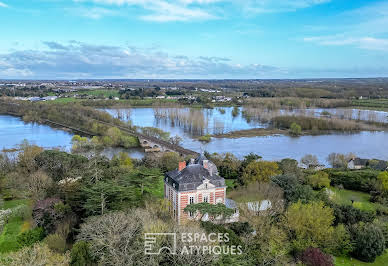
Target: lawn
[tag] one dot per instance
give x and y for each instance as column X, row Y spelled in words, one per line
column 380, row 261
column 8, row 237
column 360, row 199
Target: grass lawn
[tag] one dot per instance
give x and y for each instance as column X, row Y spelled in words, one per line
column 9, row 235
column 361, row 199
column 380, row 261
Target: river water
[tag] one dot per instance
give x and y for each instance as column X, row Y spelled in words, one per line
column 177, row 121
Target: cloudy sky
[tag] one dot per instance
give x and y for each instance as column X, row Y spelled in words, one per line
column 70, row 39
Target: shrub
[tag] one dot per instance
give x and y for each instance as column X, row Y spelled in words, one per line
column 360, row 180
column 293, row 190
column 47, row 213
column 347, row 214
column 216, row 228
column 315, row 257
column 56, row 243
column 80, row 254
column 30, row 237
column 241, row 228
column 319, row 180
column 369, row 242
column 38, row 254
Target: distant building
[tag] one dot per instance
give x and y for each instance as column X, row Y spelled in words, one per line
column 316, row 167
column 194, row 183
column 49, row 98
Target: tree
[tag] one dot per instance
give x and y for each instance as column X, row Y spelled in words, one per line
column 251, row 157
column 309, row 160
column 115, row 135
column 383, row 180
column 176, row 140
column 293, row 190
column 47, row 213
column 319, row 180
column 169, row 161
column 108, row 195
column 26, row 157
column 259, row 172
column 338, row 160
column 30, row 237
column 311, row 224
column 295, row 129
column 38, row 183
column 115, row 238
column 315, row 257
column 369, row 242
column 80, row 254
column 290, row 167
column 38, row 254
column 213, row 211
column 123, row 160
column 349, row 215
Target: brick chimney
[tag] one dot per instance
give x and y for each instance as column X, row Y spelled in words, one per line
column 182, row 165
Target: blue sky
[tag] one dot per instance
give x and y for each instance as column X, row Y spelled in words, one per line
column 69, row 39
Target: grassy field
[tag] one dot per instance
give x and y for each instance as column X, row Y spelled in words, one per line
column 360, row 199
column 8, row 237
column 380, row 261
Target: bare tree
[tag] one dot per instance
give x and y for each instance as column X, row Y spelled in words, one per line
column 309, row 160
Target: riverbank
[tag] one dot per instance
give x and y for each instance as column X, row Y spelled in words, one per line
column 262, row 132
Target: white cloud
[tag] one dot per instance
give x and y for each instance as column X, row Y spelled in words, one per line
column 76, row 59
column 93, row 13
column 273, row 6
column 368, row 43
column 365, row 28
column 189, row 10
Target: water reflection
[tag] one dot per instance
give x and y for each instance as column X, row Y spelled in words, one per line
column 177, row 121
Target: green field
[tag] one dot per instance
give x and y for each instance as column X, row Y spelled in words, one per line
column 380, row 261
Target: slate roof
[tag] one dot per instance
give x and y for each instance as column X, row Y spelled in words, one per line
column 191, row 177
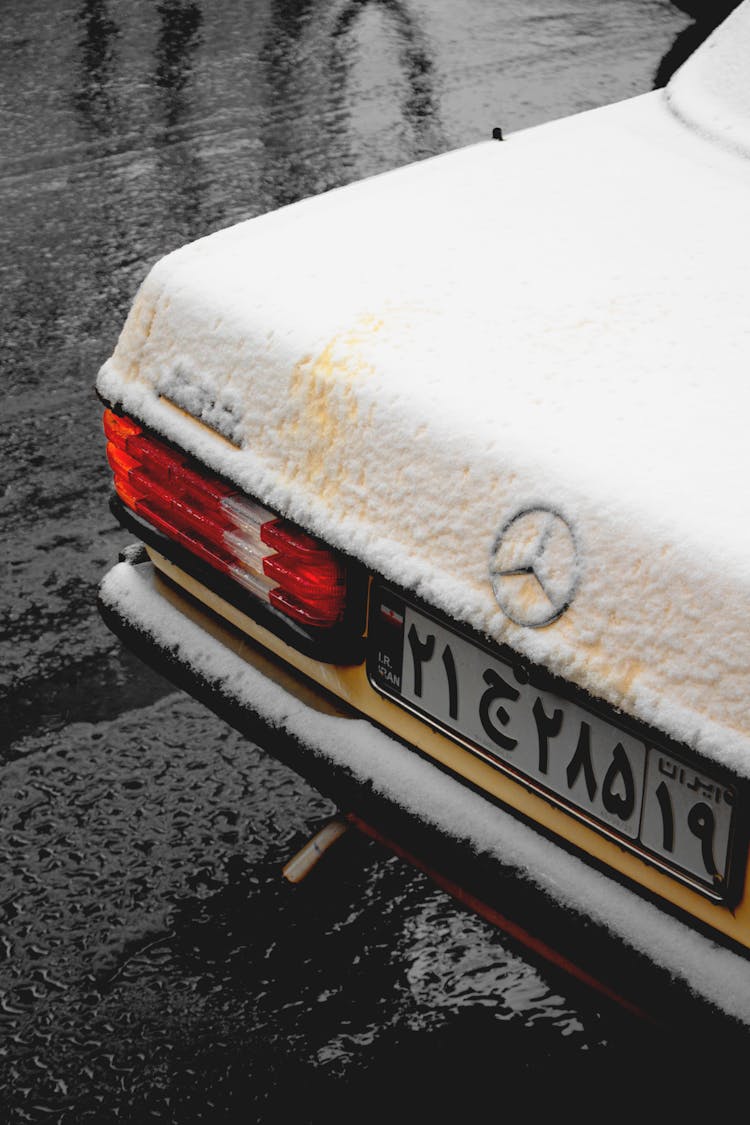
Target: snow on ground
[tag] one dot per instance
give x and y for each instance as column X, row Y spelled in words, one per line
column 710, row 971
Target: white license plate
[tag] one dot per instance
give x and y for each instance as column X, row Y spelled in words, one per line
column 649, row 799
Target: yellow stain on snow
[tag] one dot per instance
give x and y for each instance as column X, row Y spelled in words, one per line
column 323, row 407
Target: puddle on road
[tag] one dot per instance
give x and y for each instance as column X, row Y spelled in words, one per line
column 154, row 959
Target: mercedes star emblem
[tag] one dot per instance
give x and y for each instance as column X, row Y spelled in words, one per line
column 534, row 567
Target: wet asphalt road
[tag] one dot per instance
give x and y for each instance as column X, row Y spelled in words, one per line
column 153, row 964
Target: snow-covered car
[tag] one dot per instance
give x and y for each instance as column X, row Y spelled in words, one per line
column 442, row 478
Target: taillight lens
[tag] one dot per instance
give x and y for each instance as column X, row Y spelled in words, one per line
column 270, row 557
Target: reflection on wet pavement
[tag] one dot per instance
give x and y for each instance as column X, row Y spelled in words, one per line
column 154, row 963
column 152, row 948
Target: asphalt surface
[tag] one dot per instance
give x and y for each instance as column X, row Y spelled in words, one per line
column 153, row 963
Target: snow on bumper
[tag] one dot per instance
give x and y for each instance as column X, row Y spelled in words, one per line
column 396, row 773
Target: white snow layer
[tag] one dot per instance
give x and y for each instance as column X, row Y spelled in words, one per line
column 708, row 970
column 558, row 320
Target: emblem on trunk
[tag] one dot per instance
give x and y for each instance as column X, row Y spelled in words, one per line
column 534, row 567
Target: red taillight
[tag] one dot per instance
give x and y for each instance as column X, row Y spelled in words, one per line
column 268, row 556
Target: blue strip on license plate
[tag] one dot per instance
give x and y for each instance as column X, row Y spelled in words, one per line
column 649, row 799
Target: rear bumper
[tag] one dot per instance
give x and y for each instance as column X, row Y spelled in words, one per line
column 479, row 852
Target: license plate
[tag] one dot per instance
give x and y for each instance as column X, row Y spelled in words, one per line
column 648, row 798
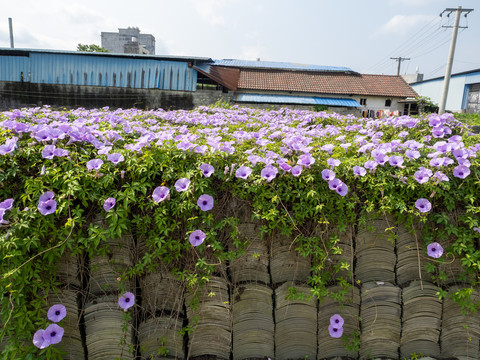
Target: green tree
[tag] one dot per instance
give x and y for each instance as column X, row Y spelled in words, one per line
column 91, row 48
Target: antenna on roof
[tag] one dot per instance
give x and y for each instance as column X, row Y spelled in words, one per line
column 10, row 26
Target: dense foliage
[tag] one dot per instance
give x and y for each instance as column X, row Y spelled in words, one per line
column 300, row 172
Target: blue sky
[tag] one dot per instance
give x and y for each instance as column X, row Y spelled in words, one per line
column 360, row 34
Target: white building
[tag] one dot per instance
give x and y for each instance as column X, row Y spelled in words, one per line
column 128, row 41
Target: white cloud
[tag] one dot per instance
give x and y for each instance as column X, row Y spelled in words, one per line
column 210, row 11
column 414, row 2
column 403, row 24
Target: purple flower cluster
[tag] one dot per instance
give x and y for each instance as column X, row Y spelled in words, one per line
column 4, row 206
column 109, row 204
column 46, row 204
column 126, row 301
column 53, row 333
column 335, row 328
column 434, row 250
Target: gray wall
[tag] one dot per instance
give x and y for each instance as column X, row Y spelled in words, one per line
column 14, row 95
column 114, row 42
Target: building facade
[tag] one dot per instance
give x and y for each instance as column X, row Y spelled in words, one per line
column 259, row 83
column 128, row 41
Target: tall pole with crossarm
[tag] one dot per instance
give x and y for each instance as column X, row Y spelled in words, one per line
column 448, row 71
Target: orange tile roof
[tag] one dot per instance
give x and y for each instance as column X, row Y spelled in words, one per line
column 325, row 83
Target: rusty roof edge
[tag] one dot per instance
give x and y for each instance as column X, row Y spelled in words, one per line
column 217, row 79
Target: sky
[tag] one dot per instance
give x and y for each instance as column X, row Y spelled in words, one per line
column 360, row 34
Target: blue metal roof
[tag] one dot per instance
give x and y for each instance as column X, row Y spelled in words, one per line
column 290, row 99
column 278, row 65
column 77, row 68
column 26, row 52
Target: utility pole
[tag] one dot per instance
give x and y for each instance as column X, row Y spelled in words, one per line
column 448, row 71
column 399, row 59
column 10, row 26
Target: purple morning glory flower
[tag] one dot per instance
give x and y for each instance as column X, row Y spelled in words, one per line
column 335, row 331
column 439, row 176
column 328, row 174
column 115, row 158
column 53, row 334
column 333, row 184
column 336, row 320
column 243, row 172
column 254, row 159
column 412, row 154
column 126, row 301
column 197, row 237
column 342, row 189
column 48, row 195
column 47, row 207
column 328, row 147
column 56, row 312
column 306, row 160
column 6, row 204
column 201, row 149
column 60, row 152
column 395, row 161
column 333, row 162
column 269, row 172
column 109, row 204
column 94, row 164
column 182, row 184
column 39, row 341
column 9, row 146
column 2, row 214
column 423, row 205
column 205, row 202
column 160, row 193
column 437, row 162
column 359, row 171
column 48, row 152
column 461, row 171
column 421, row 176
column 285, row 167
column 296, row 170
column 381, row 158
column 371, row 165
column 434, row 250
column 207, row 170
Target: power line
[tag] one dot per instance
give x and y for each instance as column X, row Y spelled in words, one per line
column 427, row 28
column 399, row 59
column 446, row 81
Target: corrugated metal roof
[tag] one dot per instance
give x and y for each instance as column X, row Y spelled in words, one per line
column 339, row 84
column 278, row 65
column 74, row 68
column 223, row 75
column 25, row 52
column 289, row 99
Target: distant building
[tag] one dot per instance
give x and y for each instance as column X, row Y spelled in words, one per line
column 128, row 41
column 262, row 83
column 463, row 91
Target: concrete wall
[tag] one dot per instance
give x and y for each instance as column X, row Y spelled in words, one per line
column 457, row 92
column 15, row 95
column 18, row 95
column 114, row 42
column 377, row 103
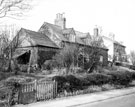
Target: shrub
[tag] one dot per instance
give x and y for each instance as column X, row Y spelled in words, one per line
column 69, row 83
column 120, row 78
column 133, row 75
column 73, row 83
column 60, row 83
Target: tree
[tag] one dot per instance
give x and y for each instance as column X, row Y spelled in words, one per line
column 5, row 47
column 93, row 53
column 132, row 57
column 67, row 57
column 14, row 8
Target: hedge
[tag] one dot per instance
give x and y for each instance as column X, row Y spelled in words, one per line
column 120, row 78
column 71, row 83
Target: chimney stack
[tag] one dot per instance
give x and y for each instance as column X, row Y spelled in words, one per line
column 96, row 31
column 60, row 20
==
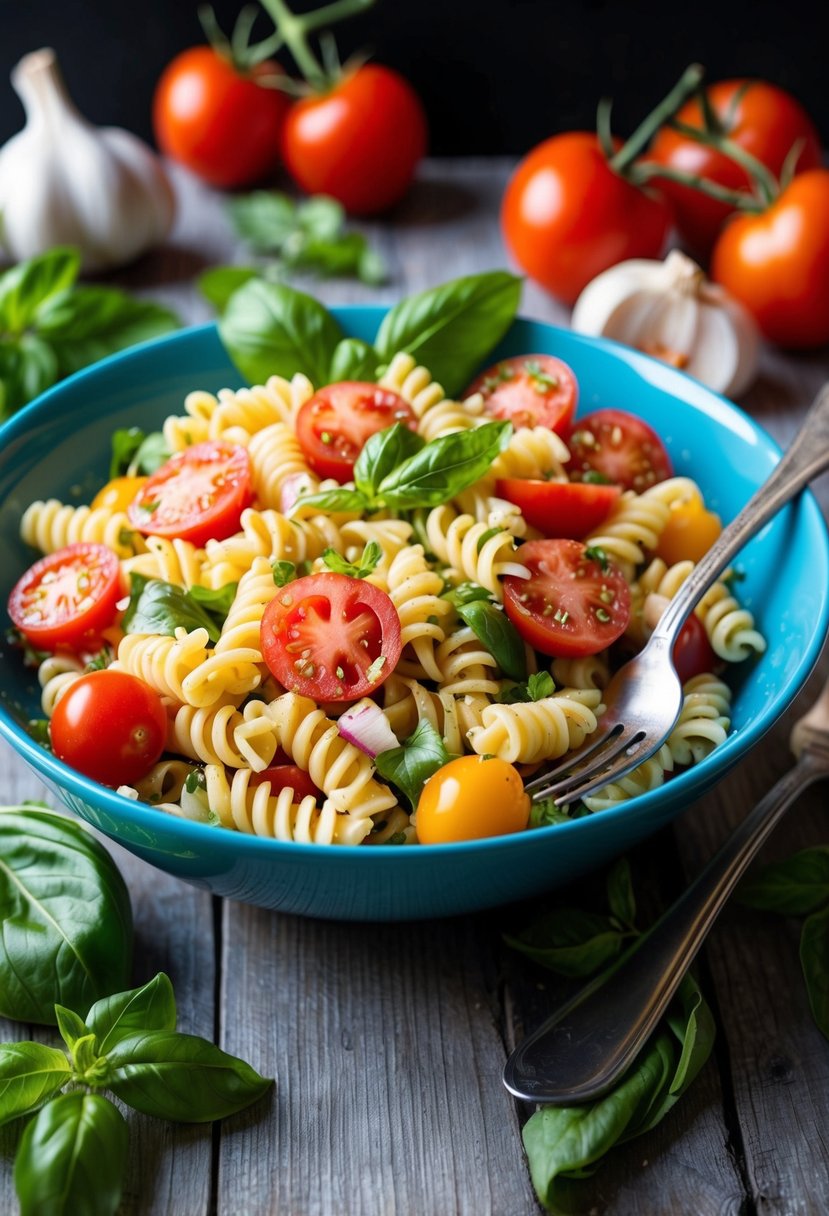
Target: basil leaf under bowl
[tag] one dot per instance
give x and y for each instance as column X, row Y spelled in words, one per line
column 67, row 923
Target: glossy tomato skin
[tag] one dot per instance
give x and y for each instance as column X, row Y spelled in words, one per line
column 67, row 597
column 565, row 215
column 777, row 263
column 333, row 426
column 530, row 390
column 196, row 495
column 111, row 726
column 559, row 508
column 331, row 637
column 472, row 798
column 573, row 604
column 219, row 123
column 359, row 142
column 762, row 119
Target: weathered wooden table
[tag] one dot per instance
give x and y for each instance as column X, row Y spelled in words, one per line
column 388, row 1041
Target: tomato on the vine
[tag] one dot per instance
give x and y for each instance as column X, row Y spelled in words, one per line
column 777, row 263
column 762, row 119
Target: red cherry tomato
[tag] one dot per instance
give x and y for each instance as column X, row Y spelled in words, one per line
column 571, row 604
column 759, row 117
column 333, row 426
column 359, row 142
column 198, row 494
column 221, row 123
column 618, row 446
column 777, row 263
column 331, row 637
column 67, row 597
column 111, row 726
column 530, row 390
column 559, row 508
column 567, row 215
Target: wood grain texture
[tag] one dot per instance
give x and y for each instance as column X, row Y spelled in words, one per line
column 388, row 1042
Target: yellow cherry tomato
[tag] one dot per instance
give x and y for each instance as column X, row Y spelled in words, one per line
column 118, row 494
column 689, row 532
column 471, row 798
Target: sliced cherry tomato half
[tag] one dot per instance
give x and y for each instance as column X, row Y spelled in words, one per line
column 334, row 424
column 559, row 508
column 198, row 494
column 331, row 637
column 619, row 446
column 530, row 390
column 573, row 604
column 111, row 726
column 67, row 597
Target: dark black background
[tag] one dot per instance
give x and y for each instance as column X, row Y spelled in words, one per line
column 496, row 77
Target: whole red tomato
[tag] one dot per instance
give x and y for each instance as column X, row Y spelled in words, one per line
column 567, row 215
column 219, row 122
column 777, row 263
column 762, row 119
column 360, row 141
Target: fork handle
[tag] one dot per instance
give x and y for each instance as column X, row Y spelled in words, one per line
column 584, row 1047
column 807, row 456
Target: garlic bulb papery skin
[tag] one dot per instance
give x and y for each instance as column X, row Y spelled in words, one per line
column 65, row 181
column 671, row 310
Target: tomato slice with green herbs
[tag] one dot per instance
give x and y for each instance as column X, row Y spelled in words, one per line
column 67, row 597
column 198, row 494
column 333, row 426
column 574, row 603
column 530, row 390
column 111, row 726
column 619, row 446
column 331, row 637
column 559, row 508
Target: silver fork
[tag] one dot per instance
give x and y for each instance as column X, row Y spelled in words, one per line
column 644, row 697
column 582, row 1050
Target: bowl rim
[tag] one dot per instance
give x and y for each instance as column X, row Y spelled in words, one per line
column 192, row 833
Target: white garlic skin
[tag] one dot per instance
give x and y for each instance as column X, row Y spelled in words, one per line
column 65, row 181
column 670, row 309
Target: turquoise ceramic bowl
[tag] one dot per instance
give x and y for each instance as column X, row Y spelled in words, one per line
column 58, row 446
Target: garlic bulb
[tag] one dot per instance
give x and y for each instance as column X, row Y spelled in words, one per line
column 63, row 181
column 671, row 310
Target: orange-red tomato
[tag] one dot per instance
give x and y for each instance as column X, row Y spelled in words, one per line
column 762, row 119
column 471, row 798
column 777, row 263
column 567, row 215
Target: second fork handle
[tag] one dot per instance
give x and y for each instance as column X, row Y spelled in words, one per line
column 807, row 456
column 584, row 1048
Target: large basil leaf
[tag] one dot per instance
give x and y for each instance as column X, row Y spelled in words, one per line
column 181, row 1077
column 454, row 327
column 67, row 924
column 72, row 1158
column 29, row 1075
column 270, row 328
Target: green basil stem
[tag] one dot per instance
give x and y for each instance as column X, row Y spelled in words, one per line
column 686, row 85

### PROMPT
Please repeat word for word the lines of the entries between the line holding "Target: blue metal roof" and the line holding "column 26, row 52", inclusive.

### ANSWER FOR THIS EXERCISE
Target: blue metal roof
[tag] one dot per instance
give x and y for each instance as column X, row Y spelled in words, one per line
column 290, row 99
column 278, row 65
column 77, row 68
column 26, row 52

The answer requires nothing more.